To do: Every record, from the first line to the last, needs to be given again exactly.

****************************************

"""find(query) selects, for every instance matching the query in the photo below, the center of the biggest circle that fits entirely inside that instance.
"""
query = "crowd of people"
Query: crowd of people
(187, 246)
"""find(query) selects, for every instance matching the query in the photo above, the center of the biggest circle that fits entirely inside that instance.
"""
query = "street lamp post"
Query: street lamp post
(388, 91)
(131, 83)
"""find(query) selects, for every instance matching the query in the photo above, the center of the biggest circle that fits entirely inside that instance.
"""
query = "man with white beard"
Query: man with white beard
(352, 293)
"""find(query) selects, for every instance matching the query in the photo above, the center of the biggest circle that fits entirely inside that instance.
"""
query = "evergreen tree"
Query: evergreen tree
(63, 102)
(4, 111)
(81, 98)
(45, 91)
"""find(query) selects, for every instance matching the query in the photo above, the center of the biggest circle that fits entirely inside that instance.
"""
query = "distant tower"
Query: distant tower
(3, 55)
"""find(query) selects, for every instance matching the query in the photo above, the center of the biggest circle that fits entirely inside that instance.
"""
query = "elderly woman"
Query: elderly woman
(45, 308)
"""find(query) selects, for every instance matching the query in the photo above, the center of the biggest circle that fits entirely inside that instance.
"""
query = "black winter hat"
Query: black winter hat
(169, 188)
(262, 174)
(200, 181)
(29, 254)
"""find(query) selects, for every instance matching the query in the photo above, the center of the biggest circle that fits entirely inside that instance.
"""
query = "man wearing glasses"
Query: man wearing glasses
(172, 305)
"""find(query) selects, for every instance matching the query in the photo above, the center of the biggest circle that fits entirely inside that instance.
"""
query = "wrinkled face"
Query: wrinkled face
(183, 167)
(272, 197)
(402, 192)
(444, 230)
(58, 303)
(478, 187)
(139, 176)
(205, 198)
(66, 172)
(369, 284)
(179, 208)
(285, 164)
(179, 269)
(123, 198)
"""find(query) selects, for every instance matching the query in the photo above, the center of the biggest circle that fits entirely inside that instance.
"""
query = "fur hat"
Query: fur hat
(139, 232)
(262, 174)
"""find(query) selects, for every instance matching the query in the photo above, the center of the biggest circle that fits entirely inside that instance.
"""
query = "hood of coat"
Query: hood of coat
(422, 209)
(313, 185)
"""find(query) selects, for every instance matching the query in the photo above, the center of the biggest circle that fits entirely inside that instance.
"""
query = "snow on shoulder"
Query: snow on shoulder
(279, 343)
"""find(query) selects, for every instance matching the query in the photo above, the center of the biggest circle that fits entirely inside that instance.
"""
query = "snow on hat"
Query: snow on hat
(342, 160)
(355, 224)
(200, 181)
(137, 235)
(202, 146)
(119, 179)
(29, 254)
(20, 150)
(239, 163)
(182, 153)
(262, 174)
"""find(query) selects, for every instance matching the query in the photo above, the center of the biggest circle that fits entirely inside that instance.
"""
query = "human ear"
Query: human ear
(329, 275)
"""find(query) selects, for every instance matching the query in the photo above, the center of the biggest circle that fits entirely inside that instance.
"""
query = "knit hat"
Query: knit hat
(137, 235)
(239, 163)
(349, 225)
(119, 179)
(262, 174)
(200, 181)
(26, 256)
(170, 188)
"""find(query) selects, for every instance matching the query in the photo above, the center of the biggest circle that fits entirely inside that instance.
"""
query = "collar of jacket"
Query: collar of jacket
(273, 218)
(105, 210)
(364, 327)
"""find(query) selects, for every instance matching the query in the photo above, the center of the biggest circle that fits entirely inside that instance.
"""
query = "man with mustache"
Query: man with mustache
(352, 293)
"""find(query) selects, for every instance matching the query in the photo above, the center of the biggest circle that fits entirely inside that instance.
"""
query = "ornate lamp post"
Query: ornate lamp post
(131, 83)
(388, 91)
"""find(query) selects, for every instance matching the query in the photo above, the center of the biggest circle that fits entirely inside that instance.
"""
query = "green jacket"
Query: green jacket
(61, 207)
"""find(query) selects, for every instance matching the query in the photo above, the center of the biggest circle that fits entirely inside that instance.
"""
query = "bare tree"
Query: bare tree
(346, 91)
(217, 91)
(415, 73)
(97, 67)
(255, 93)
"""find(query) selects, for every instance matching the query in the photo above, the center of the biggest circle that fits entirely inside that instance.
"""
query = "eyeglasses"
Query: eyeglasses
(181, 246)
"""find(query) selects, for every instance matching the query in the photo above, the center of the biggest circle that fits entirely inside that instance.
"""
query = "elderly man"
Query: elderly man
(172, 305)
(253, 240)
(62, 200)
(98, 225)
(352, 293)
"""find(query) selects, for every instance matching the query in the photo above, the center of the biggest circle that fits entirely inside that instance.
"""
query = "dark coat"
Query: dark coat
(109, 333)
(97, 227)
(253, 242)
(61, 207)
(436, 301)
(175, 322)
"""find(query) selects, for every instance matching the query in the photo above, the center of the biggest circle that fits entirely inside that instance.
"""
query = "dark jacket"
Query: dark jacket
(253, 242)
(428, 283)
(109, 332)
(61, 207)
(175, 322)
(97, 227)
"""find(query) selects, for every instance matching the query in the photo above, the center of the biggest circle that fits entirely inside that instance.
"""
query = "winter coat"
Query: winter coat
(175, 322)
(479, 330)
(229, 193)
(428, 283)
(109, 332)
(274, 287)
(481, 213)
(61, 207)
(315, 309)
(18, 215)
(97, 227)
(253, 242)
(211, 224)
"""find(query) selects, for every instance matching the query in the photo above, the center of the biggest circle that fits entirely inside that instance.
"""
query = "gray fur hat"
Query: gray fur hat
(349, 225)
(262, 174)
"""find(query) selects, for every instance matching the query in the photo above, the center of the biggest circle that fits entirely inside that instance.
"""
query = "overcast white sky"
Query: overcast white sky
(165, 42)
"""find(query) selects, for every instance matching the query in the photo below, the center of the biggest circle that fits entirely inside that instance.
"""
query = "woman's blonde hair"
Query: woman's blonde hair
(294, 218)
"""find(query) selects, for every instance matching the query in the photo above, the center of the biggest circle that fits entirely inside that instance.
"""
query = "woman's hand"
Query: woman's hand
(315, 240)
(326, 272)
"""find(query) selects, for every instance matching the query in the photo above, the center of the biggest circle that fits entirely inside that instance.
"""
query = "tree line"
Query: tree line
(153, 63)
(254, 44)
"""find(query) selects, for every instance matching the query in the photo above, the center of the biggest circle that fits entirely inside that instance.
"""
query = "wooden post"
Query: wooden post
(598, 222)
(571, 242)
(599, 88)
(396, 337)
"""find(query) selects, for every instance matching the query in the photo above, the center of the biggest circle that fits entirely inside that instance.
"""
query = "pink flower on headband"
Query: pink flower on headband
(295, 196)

****************************************

Task output:
"""find(query) selects, for every instance matching the query in the photo below, the center of the biggest circle that fits entirely inside that instance.
"""
query = "crowd of people"
Query: crowd of people
(187, 246)
"""find(query) selects, for every instance matching the query in the photo above, the center of the biggest circle that fits entirely inside that instance.
"""
query = "street lamp post"
Query: street lamp post
(388, 91)
(131, 83)
"""find(query) selects, for every instance matching the query in the photo above, the center of the biggest circle that fits entirely inside that instance.
"""
query = "man with white beard"
Query: man with white beard
(352, 293)
"""find(query) selects, for every instance matching the query in the photo above, the center of the biggest circle that fits entirely inside that instance.
"""
query = "evergreen tree"
Query: evergreen tree
(63, 102)
(4, 111)
(81, 98)
(45, 91)
"""find(query) selects, for every instance matching the query in the photo above, the center of the biggest circle that fits entirely inside that instance.
"""
query = "distant tower"
Query: distant tower
(3, 55)
"""find(query) selects, for every instance matching the query in the photo above, the center of the biggest circle that fits entirely inside that instance.
"""
query = "elderly woman"
Query: elderly woman
(45, 308)
"""find(query) selects, for every instance matching the query in the photo above, the center of the biggest circle that fits entirely inside that instance.
"""
query = "black winter hat"
Query: black winter hat
(169, 188)
(262, 174)
(200, 181)
(29, 254)
"""find(query) selects, for every instance matching the query in the photo above, the center of the biggest circle that fits entirely inside that instance.
"""
query = "man wearing glasses"
Query: man wearing glasses
(172, 305)
"""find(query) selects, for every instance matching the query in the photo above, the center of the biggest circle that fits entirely inside that instance.
"""
query = "wrinkled face"
Query: wrinkled face
(183, 167)
(272, 197)
(402, 192)
(444, 230)
(58, 303)
(478, 187)
(139, 176)
(205, 198)
(66, 172)
(369, 284)
(179, 208)
(285, 164)
(179, 269)
(123, 198)
"""find(query) selects, for every instance matching the query in the photo above, the center of the biggest circle that fits entirely inside that instance.
"""
query = "fur hat"
Query: fur hat
(139, 232)
(262, 174)
"""find(query) selects, for every instance matching the query in the photo above, the center of the biggest circle that fits entirely inside that instance.
"""
query = "hood of coat"
Query: hood of coat
(422, 209)
(313, 185)
"""find(query) selects, for every instance matching the query in the photo above, the center of the biggest circle that fits entirely inside that instance.
"""
query = "snow on shoulder"
Query: snow on shoulder
(279, 343)
"""find(query) selects, for every instance matching the query in the photo above, the center of the biggest circle that fits entirely inside that instance.
"""
query = "snow on hat"
Query: snow on hat
(342, 160)
(355, 224)
(200, 181)
(137, 235)
(202, 146)
(119, 179)
(29, 254)
(20, 150)
(239, 163)
(182, 153)
(262, 174)
"""find(query) selects, for every instance matching the query in the photo above, the center of the biggest circle that fits entirely inside that instance.
"""
query = "human ear"
Query: human ear
(329, 275)
"""find(query) selects, for every instance matching the query in the photo above, the center of the biggest circle that fits entirely inside that instance.
"""
query = "knit hat"
Query: knit hat
(137, 235)
(239, 163)
(349, 225)
(119, 179)
(262, 174)
(200, 181)
(26, 256)
(170, 188)
"""find(query) selects, for every instance matching the query in the photo above, the center of the biggest circle that fits entirely inside that instance.
"""
query = "collar of jacket"
Query: collar of jacket
(273, 218)
(105, 210)
(364, 327)
"""find(query) selects, for every instance matching the query in the photo above, the center of the biggest circle that fits entirely inside that instance.
"""
query = "man with mustache"
Query: man with mustache
(352, 293)
"""find(query) selects, for every instance matching the query in the photo above, the center of the biggest circle that fits entirely inside that instance.
"""
query = "ornate lamp post"
Query: ornate lamp post
(131, 83)
(388, 91)
"""find(query) selects, for every instance matching the query in the photo above, the center of the biggest circle that fits entirely inside that instance.
"""
query = "green jacket"
Query: green jacket
(61, 207)
"""find(query) selects, for every instance matching the query in the photo above, the center of the biggest circle that fits entirely inside that instance.
"""
query = "bare tree"
Query: bare tree
(346, 91)
(217, 91)
(415, 73)
(97, 67)
(255, 93)
"""find(query) selects, for every instance matching the query in the photo above, the center of the biggest circle that fits entirely inside that instance.
"""
query = "eyeglasses"
Query: eyeglasses
(181, 246)
"""find(query) selects, for every instance matching the query in the photo above, the center of the biggest circle that fits entirely inside that instance.
"""
query = "elderly man"
Query: elderly man
(172, 305)
(253, 240)
(62, 200)
(98, 225)
(352, 293)
"""find(query) selects, for every instance matching the query in the photo above, the center of the biggest circle that fits entirely inside that instance.
"""
query = "dark coat"
Query: dark coat
(109, 333)
(97, 227)
(253, 242)
(61, 207)
(436, 301)
(175, 322)
"""find(query) selects, for every instance matching the query in the photo above, the center of the biggest circle that fits entirely inside that instance.
"""
query = "dark jacket"
Query: dark jacket
(253, 242)
(428, 283)
(109, 332)
(61, 207)
(175, 322)
(97, 227)
"""find(query) selects, for every instance matching the query in the photo above, the center of the biggest circle that fits entirely inside that instance.
"""
query = "winter coat"
Query: winter coat
(175, 322)
(479, 330)
(229, 193)
(428, 283)
(109, 332)
(274, 287)
(481, 213)
(61, 207)
(315, 309)
(18, 215)
(97, 227)
(253, 242)
(211, 224)
"""find(query) selects, for every instance matching the query in the photo above, the center of the biggest circle that fits entirely inside that instance.
"""
query = "gray fur hat"
Query: gray fur hat
(349, 225)
(262, 174)
"""find(query) selects, for every instance matching the query in the photo above, the center of the biggest circle that fits entirely inside that instance.
"""
query = "overcast white sky"
Query: overcast white sky
(165, 42)
"""find(query) selects, for every instance matching the query in the photo below, the center of the biggest circle that fits entirely inside that instance.
"""
query = "woman's blonde hair"
Query: woman's blonde hair
(294, 218)
"""find(query) selects, for every instance matching the query in the photo above, the center of the biggest circle that fits entirely inside that instance.
"""
query = "woman's hand"
Query: woman's hand
(315, 240)
(326, 272)
"""find(query) selects, for every instance matching the query in the photo above, the center of the biggest circle that fits entirely inside that instance.
"""
query = "tree line"
Query: tree line
(153, 63)
(254, 44)
"""find(query) selects, for every instance matching the query in the photo above, the center of the biggest circle that fits entirely inside that instance.
"""
query = "wooden post"
Query: wooden post
(598, 222)
(571, 242)
(599, 88)
(396, 337)
"""find(query) selects, for every instance matching the query in the photo above, the center of the biggest circle that fits entirely inside that instance.
"""
query = "pink flower on headband"
Query: pink flower on headband
(295, 196)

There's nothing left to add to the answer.